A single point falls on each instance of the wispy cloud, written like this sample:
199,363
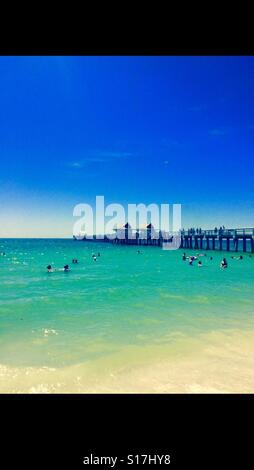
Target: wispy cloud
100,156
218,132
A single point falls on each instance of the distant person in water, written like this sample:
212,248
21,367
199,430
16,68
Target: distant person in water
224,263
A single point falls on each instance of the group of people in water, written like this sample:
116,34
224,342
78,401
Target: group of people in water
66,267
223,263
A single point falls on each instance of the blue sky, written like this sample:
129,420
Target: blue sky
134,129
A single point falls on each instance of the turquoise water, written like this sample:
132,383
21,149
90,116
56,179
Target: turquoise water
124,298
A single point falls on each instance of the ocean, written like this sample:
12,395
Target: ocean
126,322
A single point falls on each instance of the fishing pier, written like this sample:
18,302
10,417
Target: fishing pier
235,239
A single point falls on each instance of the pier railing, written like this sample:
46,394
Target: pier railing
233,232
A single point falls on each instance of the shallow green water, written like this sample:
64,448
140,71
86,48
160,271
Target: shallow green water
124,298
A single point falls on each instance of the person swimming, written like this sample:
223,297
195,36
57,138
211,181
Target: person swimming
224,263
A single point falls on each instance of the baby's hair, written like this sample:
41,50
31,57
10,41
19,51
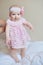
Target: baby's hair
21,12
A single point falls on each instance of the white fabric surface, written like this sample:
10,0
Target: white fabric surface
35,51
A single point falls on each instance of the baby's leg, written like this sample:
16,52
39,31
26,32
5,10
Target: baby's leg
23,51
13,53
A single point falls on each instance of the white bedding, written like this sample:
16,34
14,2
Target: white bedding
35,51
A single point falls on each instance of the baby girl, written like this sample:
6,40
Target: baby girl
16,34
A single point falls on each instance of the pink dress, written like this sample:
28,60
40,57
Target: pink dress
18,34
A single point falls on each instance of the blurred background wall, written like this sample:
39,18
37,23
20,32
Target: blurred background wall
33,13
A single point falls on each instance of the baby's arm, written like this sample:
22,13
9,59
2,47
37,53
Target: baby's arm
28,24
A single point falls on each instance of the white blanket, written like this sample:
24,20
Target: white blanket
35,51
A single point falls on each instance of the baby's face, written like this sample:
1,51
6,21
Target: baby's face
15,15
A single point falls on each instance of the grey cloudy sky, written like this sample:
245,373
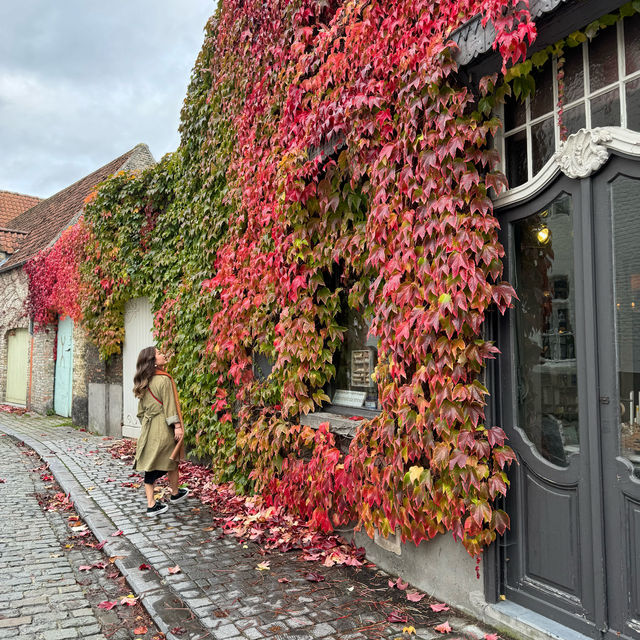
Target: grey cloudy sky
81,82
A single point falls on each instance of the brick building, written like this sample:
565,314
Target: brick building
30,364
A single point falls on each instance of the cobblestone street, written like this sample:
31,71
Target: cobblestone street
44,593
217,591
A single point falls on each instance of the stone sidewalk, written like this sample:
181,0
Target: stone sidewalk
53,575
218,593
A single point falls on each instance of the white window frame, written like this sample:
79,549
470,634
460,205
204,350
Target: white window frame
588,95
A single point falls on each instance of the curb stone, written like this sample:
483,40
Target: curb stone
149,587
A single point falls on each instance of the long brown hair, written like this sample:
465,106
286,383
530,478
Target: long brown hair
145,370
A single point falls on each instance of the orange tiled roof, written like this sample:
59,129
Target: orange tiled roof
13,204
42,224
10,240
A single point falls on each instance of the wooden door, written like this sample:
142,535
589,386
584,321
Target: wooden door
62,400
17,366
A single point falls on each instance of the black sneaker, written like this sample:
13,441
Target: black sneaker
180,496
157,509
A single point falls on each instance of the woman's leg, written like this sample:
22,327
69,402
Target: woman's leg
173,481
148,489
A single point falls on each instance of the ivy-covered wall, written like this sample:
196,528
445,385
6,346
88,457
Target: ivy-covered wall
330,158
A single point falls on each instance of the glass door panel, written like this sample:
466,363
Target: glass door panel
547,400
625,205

- - -

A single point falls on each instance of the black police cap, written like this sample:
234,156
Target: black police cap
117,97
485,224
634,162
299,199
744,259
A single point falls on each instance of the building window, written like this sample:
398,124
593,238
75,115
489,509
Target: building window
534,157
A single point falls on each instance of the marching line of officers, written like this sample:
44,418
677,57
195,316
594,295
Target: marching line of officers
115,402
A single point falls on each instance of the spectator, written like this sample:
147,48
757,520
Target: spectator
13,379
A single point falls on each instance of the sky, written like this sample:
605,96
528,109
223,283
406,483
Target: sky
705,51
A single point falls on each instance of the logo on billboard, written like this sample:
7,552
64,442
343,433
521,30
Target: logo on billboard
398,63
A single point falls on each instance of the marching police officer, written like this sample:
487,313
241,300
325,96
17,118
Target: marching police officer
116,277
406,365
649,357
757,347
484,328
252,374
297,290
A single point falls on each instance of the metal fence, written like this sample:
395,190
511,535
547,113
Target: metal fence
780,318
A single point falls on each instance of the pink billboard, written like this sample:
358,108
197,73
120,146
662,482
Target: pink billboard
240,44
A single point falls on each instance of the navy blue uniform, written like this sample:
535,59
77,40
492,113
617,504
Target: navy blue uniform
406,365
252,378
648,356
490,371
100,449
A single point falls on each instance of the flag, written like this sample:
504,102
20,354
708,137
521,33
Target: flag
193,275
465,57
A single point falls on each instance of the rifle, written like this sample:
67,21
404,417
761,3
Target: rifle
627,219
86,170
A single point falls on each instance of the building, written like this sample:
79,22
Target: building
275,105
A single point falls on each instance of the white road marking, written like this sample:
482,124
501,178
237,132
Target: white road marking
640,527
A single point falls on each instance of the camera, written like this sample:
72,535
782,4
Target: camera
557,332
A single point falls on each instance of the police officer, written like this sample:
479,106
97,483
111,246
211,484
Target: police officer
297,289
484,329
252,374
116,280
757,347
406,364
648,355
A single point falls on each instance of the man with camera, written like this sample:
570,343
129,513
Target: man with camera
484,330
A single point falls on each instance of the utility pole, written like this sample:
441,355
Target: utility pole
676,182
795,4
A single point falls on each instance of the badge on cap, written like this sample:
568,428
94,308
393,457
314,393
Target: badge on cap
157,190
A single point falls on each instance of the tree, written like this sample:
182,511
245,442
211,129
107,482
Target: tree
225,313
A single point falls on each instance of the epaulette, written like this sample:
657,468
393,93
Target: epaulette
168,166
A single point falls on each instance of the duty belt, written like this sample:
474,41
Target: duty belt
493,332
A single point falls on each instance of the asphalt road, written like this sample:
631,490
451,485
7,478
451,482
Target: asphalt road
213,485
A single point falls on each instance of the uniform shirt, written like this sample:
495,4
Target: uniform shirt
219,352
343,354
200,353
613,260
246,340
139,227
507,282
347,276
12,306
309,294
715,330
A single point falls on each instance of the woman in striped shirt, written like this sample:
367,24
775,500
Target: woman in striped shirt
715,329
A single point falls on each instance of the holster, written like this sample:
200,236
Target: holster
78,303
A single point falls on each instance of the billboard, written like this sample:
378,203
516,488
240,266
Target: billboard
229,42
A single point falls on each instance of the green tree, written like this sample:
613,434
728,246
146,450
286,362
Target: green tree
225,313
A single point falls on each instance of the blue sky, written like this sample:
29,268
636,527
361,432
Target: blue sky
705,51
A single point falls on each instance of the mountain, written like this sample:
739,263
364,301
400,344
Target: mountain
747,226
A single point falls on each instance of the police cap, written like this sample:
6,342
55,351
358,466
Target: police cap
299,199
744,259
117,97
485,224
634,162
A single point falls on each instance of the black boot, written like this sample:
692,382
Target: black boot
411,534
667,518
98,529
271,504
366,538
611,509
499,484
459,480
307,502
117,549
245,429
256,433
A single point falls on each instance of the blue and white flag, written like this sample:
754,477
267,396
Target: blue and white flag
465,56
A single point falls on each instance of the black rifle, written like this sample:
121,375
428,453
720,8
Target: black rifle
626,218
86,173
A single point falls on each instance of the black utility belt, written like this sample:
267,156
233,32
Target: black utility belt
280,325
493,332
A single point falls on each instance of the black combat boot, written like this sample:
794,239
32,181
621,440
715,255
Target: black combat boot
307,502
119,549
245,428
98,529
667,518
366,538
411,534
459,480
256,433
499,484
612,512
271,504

- - -

▶ _Short exercise_
Tally the lines of the records that contain the string "spectator" and give only the number.

▶ _Exercise solution_
2